EXCERPTED RECORDS:
** BEGIN **
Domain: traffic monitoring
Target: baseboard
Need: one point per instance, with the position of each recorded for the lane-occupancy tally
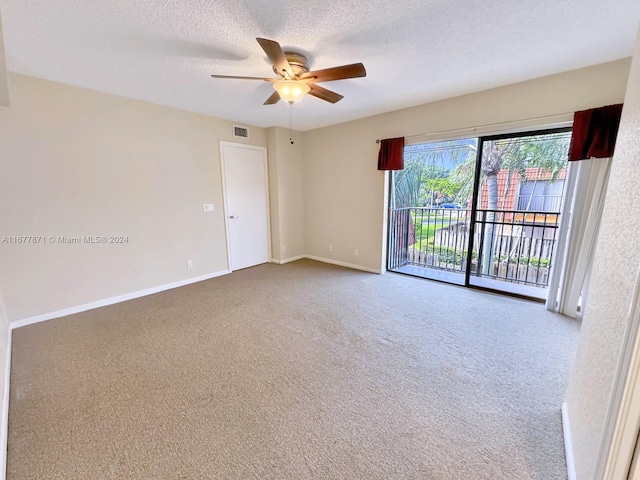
(568, 445)
(344, 264)
(4, 434)
(287, 260)
(110, 301)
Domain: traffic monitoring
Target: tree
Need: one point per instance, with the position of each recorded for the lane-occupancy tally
(547, 153)
(424, 163)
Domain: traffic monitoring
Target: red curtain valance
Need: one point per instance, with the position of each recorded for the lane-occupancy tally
(595, 132)
(391, 155)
** END **
SET EXERCISE:
Can you rewrite the material above with every "traffic monitoring" switched to "street surveillance", keeping everything else the same and leaving the pictures out?

SOLUTION TO THIS TASK:
Domain: street surveillance
Target: baseboard
Need: one point per instance, with the position of each recorded for the lane-occupancy tally
(568, 445)
(344, 264)
(4, 434)
(287, 260)
(110, 301)
Domain: street surveillance
Target: tree
Need: one point per instance, with the position of each recorded for the lane-occupancy tally
(547, 153)
(424, 163)
Domain: street surveillance
Target: red curtain valance
Need: one point per instance, with the position of each recorded for the lane-occupancy tally
(595, 132)
(391, 155)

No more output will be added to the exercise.